[DOCUMENT EXCERPT]:
--- START ---
- OpenAI is expected to release the Sora 2 AI video model soon
- Sora 2 will face stiff competition from Google’s Veo 3 model
- Veo 3 already offers features that Sora does not, and OpenAI will need to enhance both what Sora can do and how easy it is to use to entice possible customers
OpenAI appears to be finalizing plans to release Sora 2, the next iteration of its text-to-video model, based on references spotted in OpenAI’s servers.
Nothing has been officially confirmed, but there are signs that Sora 2 will be a major upgrade aimed squarely at Google’s Veo 3 AI video model. It’s not just a race to generate prettier pixels; it’s about sound and the experience of producing what the user is imagining when writing a prompt.
OpenAI’s Sora impressed many when it debuted with its high-quality images. They were silent films, however. But, when Veo 3 debuted this year, it showcased short clips with speech and environmental audio baked in and synced up. Not only could you watch a man pour coffee in slow motion, but you could also hear the gentle splash of liquid, the clink of ceramic, and even the hum of a diner around the digital character.
--- END ---
Answer these questions about the Sora 2 article, numbering each answer to match its question:
1. Which Google model is Sora 2 expected to compete with?
2. Where were the references to Sora 2 spotted?
3. What three sounds does the coffee-pouring clip include?
The rows that follow come from a different source than the text above.

[DATA]:
--- START ---
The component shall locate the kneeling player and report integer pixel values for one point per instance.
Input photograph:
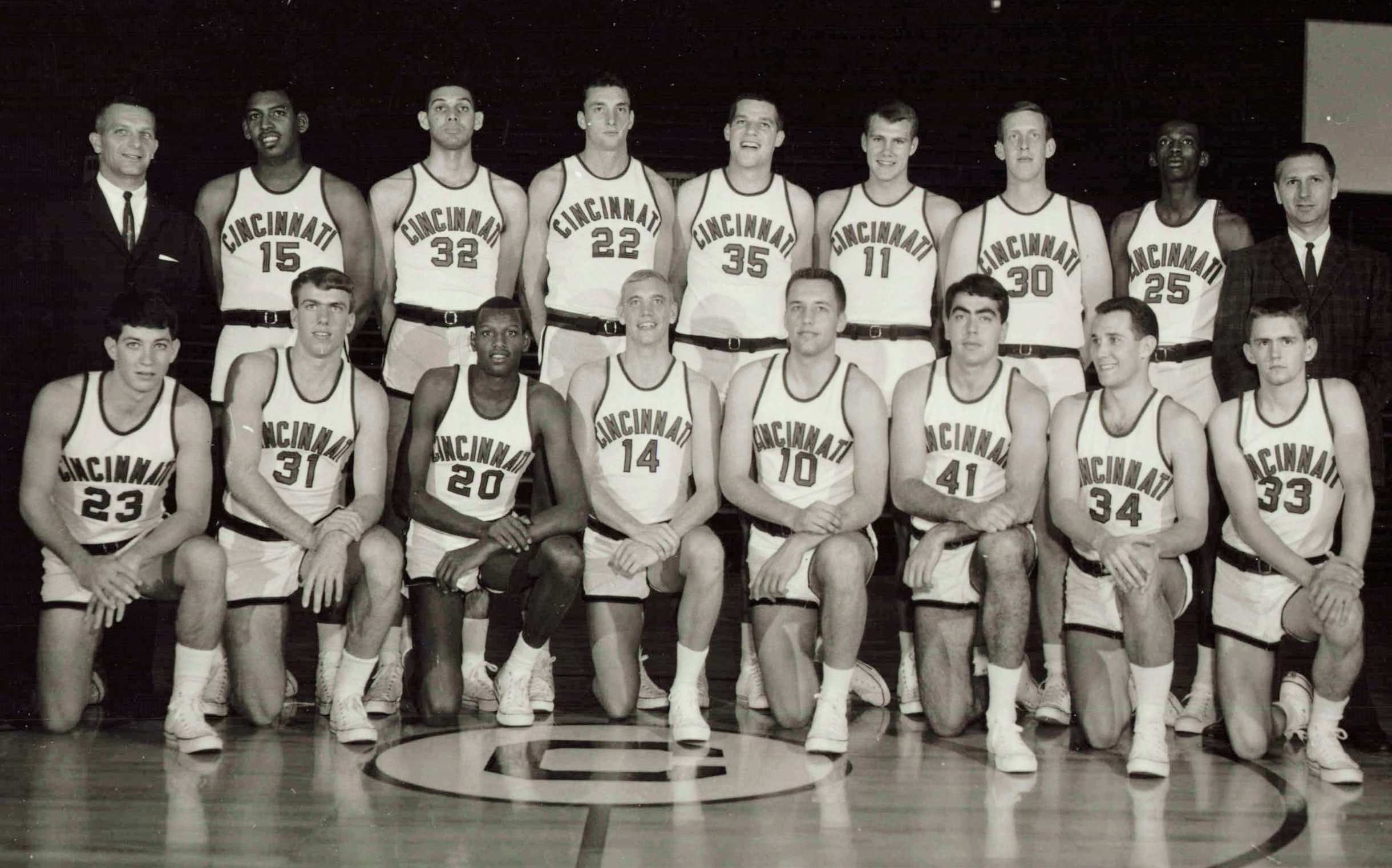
(1128, 485)
(645, 428)
(470, 441)
(968, 455)
(1289, 455)
(816, 430)
(100, 451)
(296, 415)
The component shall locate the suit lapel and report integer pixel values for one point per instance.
(1336, 261)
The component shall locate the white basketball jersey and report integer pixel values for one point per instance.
--- END ---
[WRITTEN ANSWER]:
1. Google's Veo 3
2. On OpenAI's servers
3. The gentle splash of liquid, the clink of ceramic, and the hum of a diner